Reproduce all of the records below word for word and line for line, with no alterations.

--- BEGIN ---

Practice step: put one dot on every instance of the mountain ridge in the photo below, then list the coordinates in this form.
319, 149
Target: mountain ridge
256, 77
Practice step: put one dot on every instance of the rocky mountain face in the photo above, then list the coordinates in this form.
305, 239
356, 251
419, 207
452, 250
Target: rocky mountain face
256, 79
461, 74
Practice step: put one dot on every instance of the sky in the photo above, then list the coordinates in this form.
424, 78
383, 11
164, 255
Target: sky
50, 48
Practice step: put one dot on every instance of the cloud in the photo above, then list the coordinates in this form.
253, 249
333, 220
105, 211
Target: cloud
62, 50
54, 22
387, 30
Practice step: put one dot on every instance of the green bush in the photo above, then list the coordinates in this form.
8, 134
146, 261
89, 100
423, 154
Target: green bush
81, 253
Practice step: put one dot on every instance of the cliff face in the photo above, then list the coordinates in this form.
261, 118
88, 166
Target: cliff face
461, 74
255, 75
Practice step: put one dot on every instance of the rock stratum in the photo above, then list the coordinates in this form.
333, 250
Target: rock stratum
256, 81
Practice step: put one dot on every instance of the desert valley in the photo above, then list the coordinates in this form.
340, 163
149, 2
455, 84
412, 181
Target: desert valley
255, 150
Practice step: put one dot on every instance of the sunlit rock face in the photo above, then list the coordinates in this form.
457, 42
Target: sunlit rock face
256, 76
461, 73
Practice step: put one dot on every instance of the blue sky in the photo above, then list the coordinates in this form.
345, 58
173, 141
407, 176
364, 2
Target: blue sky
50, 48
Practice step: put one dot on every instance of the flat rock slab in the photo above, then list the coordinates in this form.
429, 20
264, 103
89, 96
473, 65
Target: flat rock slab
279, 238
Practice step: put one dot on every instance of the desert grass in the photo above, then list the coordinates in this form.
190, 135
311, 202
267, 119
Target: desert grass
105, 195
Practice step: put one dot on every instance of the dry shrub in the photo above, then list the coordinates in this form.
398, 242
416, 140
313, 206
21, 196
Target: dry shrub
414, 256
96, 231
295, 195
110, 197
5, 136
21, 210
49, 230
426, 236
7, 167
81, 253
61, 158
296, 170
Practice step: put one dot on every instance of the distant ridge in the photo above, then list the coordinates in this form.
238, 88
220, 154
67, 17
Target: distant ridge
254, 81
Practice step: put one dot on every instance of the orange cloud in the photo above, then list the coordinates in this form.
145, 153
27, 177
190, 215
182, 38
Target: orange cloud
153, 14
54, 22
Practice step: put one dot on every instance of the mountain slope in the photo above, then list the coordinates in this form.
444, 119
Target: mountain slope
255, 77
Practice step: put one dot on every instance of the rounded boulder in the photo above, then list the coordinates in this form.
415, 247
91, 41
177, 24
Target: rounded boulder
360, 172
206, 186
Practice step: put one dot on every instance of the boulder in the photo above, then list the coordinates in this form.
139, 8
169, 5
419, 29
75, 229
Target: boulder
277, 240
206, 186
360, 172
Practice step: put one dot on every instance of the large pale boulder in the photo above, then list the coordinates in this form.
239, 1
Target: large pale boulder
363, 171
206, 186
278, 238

--- END ---

The result:
Practice step: put one dot on every instance of the mountain ridge in the photo below, then list the coordinates in this form.
319, 149
Target: mountain ridge
256, 77
Practice step: put one dot on every instance of the rocky mountain face in the photo above, then list the coordinates in this form.
305, 239
356, 251
419, 207
452, 250
Target: rocky mountain face
256, 79
461, 74
Practice step: put one dot on every instance of the sky in the photo above, then list the coordinates in this form.
424, 78
383, 11
164, 255
Target: sky
50, 48
Practice step: put one dot on every instance of the cloud in the photo above, then list the coordinates in this form.
253, 249
333, 220
105, 211
Target: cloud
62, 50
54, 22
387, 30
Practice step: put one dot on every instance of the green bush in the photo above, then list the coordinates in this form.
8, 134
146, 261
89, 100
423, 154
Target: green bush
81, 253
Practice step: put one dot on every instance of the cliff face in the photo above, then list the coordinates in this form.
261, 118
88, 166
Target: cliff face
461, 74
255, 75
Practice step: put one dot on every instance of the rock stratum in the photo above, then list the coordinates in this form.
333, 250
Target: rock stratum
256, 81
Practice step: put one dot on every instance of the desert valley in the photo above, then list the coordinates in this form.
340, 163
149, 2
455, 84
412, 181
Target: desert valley
255, 150
Practice step: put one dot on every instance of the sunlit rock face in the photo above, then list the coordinates in this form.
457, 42
Target: sunlit rock face
256, 76
461, 73
Practice step: put one dot on every instance of the blue sky in the photo above, then list the coordinates in this form.
345, 58
173, 141
407, 176
364, 2
Target: blue sky
50, 48
Practice step: put one dot on every instance of the flat rock slab in the photo above, then list the coordinates in this form.
429, 20
264, 103
89, 96
473, 65
Target: flat rock slab
279, 238
Practice step: put one dot on every instance of the desert grass in the photo above, then list the coordinates in this form.
190, 135
311, 202
267, 119
Target: desert grass
105, 195
Practice step: put one dot on every instance of the dry shrub in the photo above, then list the coordinates in this form.
398, 242
416, 140
313, 206
21, 196
Target: dry shrub
414, 256
96, 231
295, 195
110, 197
5, 136
21, 210
49, 230
426, 236
7, 167
81, 253
61, 158
296, 170
Practice step: put one dot on every instance of the distant ridge in the photo above, then list the coordinates in this form.
238, 88
220, 154
67, 17
Target: distant ridge
254, 81
Practice step: put one dot on every instance of the orange cloud in the photo above, then list the coordinates in this form.
145, 153
27, 177
190, 215
182, 38
Target: orange cloud
153, 14
54, 22
Practice step: put one dot on every instance of the mountain slope in the photo above, then list the coordinates in this form.
444, 119
Target: mountain slope
255, 77
Practice step: put one dot on every instance of the rounded boulder in the photo above, then list the coordinates in this form.
415, 247
91, 41
177, 24
Target: rounded boulder
360, 172
206, 186
Practice step: put one dot on every instance of the boulder in the photo above, then list the coordinates in this form.
139, 8
169, 5
419, 29
75, 229
Target: boulder
277, 240
206, 186
360, 172
Practice step: put one dot on every instance of the large pale boulder in the photo above, then list the coordinates in this form.
239, 1
Target: large pale boulder
363, 171
206, 186
278, 238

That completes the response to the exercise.